## Extracted material
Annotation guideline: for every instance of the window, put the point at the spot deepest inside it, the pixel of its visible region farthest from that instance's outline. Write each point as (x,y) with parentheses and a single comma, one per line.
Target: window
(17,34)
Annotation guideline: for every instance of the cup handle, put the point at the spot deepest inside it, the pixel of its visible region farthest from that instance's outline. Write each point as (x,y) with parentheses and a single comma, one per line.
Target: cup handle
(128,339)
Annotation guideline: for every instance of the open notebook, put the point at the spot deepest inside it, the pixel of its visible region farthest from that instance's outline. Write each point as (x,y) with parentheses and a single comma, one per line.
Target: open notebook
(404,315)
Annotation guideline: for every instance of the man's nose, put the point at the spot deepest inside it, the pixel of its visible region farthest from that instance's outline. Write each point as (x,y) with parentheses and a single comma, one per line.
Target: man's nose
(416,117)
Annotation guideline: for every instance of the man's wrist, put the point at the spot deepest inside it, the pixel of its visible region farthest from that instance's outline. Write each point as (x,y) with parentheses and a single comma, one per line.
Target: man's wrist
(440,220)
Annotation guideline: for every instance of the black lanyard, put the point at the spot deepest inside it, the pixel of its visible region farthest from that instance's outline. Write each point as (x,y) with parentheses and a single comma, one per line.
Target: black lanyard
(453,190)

## Request
Format every line of the entries above as a JSON list of strings, with one string per line and blank lines left out.

## In response
[
  "Annotation guideline: for every instance of the window, put the point at the spot deepest inside it, the pixel of its visible region farthest from that instance's outline. Write each point as (x,y) with parentheses and a single comma, one per line.",
  "Target: window",
  "(17,34)",
  "Annotation guideline: for every instance of the cup handle, put the point at the spot deepest inside it, the pixel of its visible region farthest from that instance's outline. Write each point as (x,y) with parentheses and a single comma, one per line.",
  "Target: cup handle",
  "(128,339)",
  "Annotation guideline: for every instance of the open notebook, put the point at the spot deepest inside it, the pixel of its visible region farthest from that instance's outline. Write each point as (x,y) with parentheses and a single comma, one per line.",
  "Target: open notebook",
  "(404,315)",
  "Annotation guideline: for every instance of the man's nose, put the point at the spot deepest inside it, the pixel of its visible region farthest from that instance's outline. Write each point as (x,y) with parentheses and a single comma, one per line.",
  "Target: man's nose",
  "(416,117)",
  "Annotation guideline: for every instance of the man's wrist, put the point at the spot deepest inside it, the pixel of its visible region farthest from that instance's outline. Write each point as (x,y) with parentheses and a single comma, one per line.",
  "Target: man's wrist",
  "(440,220)",
  "Annotation guideline: for every instance of the black lanyard, put the point at the spot deepest inside it, the pixel of its visible region farthest from that instance's outline. Write each point as (x,y) with parentheses and a single comma, one per line.",
  "Target: black lanyard",
  "(453,190)"
]